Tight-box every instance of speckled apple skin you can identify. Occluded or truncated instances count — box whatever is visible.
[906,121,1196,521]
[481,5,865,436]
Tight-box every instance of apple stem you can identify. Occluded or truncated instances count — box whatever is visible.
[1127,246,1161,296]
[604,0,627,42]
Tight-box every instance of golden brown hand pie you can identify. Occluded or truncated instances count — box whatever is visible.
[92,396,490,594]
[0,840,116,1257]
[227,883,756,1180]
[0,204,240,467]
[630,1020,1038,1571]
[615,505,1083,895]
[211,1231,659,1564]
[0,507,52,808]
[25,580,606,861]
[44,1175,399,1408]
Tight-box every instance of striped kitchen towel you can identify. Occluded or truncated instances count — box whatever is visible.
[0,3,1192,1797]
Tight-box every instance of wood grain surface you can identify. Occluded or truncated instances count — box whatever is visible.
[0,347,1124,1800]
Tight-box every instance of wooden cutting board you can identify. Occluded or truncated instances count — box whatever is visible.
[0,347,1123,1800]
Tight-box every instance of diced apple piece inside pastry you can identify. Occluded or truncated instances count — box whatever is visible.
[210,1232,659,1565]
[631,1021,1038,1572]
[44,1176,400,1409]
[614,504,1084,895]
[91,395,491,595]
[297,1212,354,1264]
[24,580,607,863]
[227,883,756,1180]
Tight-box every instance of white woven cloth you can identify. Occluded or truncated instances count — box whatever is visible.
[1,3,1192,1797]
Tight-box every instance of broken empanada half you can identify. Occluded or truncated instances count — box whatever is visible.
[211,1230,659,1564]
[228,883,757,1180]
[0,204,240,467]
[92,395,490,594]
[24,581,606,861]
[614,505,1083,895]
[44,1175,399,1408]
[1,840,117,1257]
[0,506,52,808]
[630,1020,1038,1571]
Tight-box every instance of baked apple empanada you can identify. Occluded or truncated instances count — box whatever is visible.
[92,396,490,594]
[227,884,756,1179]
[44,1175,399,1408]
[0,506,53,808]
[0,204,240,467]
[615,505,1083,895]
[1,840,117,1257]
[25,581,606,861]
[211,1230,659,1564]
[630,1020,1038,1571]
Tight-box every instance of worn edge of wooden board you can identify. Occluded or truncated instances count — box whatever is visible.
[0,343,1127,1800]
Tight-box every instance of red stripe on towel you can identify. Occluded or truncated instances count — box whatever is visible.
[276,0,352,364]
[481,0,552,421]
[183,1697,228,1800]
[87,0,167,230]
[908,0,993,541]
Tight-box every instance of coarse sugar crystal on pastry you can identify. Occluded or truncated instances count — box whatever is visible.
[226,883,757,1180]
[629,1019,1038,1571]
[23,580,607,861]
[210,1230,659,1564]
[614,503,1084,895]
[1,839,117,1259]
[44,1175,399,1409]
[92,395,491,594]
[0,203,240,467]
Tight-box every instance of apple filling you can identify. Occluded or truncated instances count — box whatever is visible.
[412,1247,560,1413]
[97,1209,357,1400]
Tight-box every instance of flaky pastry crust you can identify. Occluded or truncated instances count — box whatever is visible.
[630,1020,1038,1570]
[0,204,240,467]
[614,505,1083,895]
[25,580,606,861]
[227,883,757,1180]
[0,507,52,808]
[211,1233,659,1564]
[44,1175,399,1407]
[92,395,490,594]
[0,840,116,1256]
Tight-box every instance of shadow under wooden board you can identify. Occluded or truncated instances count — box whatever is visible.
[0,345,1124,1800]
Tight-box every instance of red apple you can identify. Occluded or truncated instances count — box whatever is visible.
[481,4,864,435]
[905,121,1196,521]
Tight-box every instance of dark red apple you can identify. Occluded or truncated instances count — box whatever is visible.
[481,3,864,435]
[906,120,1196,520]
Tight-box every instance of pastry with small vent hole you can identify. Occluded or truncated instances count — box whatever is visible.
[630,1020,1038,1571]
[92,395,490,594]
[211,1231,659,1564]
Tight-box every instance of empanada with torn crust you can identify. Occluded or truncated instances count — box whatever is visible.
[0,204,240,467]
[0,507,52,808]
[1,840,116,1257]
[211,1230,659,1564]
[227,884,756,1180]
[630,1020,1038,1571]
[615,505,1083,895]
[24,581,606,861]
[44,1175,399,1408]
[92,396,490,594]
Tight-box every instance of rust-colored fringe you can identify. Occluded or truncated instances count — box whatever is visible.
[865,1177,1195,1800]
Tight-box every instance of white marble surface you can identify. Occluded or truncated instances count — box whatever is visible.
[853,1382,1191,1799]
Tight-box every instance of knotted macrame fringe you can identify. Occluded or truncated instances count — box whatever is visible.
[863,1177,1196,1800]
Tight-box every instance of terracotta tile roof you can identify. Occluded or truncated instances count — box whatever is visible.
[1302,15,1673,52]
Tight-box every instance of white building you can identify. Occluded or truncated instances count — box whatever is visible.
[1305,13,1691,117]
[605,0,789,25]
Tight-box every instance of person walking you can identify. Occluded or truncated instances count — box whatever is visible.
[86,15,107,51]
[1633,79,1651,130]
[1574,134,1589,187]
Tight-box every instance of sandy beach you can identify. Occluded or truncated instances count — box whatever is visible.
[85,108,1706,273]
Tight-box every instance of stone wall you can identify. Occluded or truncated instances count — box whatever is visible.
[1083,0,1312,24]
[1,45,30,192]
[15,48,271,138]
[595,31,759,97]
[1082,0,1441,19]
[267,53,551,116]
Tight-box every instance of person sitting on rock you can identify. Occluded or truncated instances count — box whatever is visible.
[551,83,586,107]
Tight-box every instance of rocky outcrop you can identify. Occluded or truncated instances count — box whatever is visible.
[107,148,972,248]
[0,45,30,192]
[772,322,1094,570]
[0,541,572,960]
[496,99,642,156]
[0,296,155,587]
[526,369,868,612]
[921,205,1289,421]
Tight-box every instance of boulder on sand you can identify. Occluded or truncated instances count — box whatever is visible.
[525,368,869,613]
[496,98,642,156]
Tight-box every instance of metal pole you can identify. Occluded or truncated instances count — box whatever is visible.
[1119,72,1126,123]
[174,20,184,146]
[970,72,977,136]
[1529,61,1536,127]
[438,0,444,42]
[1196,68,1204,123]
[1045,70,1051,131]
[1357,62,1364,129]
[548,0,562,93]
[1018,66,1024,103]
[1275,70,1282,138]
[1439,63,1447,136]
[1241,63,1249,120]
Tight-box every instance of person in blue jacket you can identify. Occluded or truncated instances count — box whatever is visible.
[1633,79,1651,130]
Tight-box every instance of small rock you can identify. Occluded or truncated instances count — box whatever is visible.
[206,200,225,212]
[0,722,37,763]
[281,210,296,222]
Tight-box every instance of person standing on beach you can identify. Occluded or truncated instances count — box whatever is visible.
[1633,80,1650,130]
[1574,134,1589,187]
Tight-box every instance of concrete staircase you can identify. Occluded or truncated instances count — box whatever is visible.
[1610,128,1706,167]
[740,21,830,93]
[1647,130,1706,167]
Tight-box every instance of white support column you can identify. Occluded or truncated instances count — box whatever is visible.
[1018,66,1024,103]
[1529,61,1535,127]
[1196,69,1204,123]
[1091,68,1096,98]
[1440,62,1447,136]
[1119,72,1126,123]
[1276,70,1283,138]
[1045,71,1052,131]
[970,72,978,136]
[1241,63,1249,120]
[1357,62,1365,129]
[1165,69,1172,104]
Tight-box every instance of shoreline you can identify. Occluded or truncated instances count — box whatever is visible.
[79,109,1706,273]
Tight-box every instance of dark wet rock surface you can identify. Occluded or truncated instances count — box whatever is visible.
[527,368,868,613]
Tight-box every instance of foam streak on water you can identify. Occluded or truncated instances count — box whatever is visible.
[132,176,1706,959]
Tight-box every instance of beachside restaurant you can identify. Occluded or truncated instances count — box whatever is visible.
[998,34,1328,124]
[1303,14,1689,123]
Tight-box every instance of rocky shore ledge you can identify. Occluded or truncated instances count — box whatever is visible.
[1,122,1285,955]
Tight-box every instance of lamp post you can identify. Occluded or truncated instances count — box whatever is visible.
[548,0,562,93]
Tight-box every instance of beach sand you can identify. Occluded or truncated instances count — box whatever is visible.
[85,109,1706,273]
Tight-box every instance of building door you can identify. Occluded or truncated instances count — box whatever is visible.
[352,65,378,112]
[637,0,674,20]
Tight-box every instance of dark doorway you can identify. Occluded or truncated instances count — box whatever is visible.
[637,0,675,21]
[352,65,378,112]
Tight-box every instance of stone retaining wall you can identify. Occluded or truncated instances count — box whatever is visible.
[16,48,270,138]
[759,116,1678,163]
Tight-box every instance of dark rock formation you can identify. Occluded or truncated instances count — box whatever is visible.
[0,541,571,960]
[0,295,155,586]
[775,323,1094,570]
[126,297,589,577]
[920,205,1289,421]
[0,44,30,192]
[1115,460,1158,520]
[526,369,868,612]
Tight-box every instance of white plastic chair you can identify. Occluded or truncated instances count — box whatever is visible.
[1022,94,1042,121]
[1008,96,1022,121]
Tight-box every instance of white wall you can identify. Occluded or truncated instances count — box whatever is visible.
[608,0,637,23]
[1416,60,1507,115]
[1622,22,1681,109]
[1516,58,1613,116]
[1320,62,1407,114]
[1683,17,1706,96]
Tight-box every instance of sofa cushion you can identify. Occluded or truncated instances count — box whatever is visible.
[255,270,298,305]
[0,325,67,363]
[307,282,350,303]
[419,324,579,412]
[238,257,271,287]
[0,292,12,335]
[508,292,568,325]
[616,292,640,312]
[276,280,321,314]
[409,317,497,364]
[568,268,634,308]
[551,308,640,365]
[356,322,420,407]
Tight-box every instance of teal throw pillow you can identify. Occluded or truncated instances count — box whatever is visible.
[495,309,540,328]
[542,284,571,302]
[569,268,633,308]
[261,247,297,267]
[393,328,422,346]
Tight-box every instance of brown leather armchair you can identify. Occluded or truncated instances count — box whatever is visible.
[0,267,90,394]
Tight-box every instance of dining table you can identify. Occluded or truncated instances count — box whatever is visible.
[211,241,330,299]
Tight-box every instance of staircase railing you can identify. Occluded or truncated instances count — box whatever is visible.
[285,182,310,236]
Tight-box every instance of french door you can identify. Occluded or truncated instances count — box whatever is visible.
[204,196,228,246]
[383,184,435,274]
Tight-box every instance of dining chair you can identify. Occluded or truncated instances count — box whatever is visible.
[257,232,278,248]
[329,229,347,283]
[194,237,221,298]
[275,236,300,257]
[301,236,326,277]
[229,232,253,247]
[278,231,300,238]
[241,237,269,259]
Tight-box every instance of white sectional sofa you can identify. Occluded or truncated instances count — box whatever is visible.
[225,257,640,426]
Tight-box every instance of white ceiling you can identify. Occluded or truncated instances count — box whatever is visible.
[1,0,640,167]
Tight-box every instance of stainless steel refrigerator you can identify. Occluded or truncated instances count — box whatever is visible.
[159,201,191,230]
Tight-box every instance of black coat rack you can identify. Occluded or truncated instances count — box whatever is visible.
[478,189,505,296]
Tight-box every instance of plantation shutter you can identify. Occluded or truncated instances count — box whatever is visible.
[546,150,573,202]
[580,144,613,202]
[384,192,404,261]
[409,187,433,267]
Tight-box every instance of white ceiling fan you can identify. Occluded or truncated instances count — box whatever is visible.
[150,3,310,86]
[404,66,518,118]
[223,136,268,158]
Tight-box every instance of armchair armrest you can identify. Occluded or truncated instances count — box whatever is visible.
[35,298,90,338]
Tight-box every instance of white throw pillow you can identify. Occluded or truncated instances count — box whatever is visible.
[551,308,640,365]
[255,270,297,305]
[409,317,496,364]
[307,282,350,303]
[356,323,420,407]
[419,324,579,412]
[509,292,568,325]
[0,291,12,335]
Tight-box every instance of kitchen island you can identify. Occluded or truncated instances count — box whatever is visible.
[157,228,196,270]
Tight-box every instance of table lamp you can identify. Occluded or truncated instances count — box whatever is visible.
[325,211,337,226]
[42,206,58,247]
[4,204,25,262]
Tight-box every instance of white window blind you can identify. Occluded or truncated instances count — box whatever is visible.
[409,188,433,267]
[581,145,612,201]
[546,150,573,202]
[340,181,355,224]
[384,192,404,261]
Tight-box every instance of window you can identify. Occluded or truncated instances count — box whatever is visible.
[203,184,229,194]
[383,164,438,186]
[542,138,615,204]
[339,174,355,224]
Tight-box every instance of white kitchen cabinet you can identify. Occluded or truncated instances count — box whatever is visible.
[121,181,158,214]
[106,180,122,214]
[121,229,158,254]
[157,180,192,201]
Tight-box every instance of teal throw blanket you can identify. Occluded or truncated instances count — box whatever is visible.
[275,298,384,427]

━━━

EXERCISE GOAL |
Each line from the one holding "Tight-box every instance of white window" to the end of the data above goes into the answer exactly as written, and no other line does.

ANSWER AREA |
Tight-box every instance of white window blind you can identify. Occluded or truncated instances count — box whatever is visible.
[409,188,433,267]
[581,145,612,201]
[546,150,573,202]
[340,181,355,224]
[384,192,404,261]
Tight-box every instance of window you can identify. Occluded or truncated instances count — box whatever is visible.
[203,184,229,194]
[383,164,438,186]
[542,138,615,204]
[339,174,355,224]
Tight-box every instance of white kitchen cabinet you can identify. Occluded or truncated instances count — box whatever is visible.
[121,181,158,214]
[106,180,122,214]
[121,229,158,254]
[157,180,192,201]
Tight-box every instance of teal throw blanket you can identify. Occluded or truncated instances count — box whatever is visible.
[275,298,384,427]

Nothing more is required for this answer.